Records for this task:
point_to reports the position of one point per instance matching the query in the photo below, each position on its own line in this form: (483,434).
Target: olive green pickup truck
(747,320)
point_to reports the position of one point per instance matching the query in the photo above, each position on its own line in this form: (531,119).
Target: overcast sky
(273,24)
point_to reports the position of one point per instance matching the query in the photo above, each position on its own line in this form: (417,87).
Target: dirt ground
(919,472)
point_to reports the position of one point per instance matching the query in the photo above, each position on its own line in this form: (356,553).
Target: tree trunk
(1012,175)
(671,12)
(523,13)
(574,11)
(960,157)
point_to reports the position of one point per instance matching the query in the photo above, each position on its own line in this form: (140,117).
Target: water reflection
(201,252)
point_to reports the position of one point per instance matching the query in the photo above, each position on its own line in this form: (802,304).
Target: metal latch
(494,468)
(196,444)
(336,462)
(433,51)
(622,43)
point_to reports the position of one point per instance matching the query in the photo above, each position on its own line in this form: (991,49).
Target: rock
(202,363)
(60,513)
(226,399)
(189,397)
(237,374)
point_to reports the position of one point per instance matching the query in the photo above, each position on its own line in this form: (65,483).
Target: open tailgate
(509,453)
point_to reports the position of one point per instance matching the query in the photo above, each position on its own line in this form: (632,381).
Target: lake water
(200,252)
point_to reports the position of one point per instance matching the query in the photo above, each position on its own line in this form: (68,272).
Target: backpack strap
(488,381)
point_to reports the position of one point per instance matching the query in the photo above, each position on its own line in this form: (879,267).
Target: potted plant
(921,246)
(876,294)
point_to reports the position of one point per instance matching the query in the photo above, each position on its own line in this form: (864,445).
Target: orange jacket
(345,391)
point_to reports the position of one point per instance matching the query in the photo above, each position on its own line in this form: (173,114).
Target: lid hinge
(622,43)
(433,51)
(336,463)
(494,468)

Work item: Repeat the data above in full, word for word.

Solution:
point_to reports the position of one point per instance matching the query in the photo below, each position on its own line in this form: (483,434).
Target: olive green pickup truck
(747,320)
point_to reports the position of one point per instance matching the query in the photo above, each position on its own line in this form: (531,119).
Target: overcast sky
(273,24)
point_to reports the position of one point per instance matching the query in the photo above, each position on its own line in this form: (417,87).
Target: dirt ground
(919,472)
point_to reports the position of one point per instance matching the query in the photo above, each position on its own line in this form: (356,553).
Target: tree trunk
(1012,175)
(671,12)
(523,13)
(574,11)
(960,157)
point_to reports the position of one point per instance matching the query in the photo above, each position on its own line in this form: (140,117).
Target: water reflection
(201,252)
point_to reports the position of one point per instance matching the query in the photo above, each position on its own line in this form: (802,304).
Target: metal latch
(494,468)
(196,444)
(336,462)
(433,51)
(622,43)
point_to reports the position of one point per instance matching the query in the photo above, each position on its own line in this form: (991,49).
Target: rock
(202,363)
(60,513)
(226,399)
(189,397)
(237,374)
point_to reports the position of one point per instance matching the query in the photo above, each position on its own line in this form: (65,483).
Target: open tailgate
(509,453)
point_to reports the position of one point per instance matching the query in the photo above, each position on its own line in this form: (632,381).
Target: lake water
(200,252)
point_to reports the position of one point per instance matching the query in the photo above, each position on its own line in this form: (68,272).
Target: backpack strap
(488,381)
point_to reports the position of one point per instance matching the query in the photo above, each position on its own line in this form: (879,267).
Target: potted plant
(921,246)
(876,294)
point_to reports the position of one point per instance matching the query in the photo above, each position on its own line in this form: (864,445).
Target: orange jacket
(345,391)
point_to reports the position of one point per instance matching the query in the photo above, each position on its own line in this form: (173,114).
Target: lid hinge
(622,43)
(433,51)
(336,463)
(494,468)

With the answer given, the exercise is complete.